• Document passage:
━━━━━━━━━━━━━━━━━━━━━━━━━━━━━━
Shortly after Dill-Ishibashi debuted his full-length solo album 151a on Indianapolis label Joyful Noise Recordings, NPR All Songs Considered host Bob Boilen listed Kishi Bashi as his favorite new artist of 2012 noting that he created "a radiant, uplifting soundscape" with songs such as "Bright Whites."

In 2014 Kishi Bashi released his own line of coffee through Jittery Joe's called Royal Daark Blend. Each purchase comes with an exclusive song download.

Kishi Bashi's songs are frequently used in other media. His music also appears in Banana Split, The Babysitter's Club, God Friended Me, Into The Dark, Atypical, the DC Universe's Titans series, and others. He composed the soundtrack for the Apple TV+ series Stillwater, and wrote the theme song to the television series Shrill. In July 2021, Kishi Bashi's song "I Am the Antichrist to You" was featured in season 5 episode 3 "A Rickconvenient Mort" of the animated television series Rick and Morty.

==Discography==
===Studio albums===

List of albums, with selected chart positions
| Title | Album details | Peak chart positions |  |  |
| US | US Indie | US Rock |
| 151a | Released: April 10, 2012; Label: Joyful Noise; | — | 47 | — |
| Lighght | Released: May 13, 2014; Label: Joyful Noise; | 53 | 11 | 13 |
| Sonderlust | Released: September 16, 2016; Label: Joyful Noise; | 153 | 17 | 19 |
| Omoiyari | Released: May 31, 2019; Label: Joyful Noise; | — | 10 | — |
| Kantos | Released: 23 August 2024; Label: Joyful Noise; | — | — | — |
"—" denotes a recording that did not chart or was not released in that territory.

===Live albums===

List of albums, with selected chart positions
Title: Album details; Peak chart positions
US: US Indie
Live on Valentine's: Released: February 14, 2014; Label: Joyful Noise;; —; —
String Quartet Live!: Released: November 13, 2015; Label: Joyful Noise;; —; 37
"—" denotes a recording that did not chart or was not released in that territory.
━━━━━━━━━━━━━━━━━━━━━━━━━━━━━━
• Supplied data:
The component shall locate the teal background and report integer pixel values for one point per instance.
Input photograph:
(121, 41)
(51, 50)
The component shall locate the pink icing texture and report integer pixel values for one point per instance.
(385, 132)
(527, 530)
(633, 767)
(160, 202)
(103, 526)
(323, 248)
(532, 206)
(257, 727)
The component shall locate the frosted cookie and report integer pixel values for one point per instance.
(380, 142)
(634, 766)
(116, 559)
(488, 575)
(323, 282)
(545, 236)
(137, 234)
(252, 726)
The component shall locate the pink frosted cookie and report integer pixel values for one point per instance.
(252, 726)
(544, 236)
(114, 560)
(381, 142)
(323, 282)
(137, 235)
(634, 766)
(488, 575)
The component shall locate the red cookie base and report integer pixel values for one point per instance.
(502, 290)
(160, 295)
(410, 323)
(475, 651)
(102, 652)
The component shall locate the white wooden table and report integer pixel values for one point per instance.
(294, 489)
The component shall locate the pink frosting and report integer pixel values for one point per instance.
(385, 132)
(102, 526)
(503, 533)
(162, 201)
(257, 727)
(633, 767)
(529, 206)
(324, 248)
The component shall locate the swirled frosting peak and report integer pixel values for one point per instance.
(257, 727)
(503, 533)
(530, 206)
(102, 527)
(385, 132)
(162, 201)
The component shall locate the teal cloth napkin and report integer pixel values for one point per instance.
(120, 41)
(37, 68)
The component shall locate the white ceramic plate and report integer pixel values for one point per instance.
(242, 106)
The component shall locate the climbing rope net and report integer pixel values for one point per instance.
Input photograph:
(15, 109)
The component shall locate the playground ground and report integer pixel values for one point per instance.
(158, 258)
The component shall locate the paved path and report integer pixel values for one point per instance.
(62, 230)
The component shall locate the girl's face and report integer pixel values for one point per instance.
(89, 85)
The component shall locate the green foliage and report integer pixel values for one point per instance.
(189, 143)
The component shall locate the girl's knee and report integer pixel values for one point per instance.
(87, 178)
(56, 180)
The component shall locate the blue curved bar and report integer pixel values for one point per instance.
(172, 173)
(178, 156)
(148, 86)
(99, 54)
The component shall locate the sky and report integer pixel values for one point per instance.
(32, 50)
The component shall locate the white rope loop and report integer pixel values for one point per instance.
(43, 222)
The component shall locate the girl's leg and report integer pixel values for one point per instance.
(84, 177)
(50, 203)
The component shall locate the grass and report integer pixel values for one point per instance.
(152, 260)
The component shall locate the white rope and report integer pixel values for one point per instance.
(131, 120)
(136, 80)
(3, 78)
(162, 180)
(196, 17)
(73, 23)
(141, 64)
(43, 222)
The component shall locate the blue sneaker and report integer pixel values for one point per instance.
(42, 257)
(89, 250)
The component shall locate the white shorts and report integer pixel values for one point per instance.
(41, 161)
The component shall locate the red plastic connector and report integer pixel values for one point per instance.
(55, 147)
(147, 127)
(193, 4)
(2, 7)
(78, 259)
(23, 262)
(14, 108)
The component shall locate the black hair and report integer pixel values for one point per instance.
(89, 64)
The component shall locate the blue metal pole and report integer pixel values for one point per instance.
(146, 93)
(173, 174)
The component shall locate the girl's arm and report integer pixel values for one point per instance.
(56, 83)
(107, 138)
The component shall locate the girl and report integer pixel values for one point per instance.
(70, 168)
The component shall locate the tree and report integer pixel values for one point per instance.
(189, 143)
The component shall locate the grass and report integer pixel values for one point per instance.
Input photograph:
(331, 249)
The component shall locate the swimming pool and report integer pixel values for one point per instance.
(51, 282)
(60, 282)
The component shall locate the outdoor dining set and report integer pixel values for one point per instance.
━━━━━━━━━━━━━━━━━━━━━━━━━━━━━━
• Parts of the exercise:
a - In the Kishi Bashi passage, what was the name of the coffee line released through Jittery Joe's in 2014?
b - Copy the Kishi Bashi passage from "In 2014 Kishi" to "exclusive song download.".

• Expected responses:
a - Royal Daark Blend

b -
In 2014 Kishi Bashi released his own line of coffee through Jittery Joe's called Royal Daark Blend. Each purchase comes with an exclusive song download.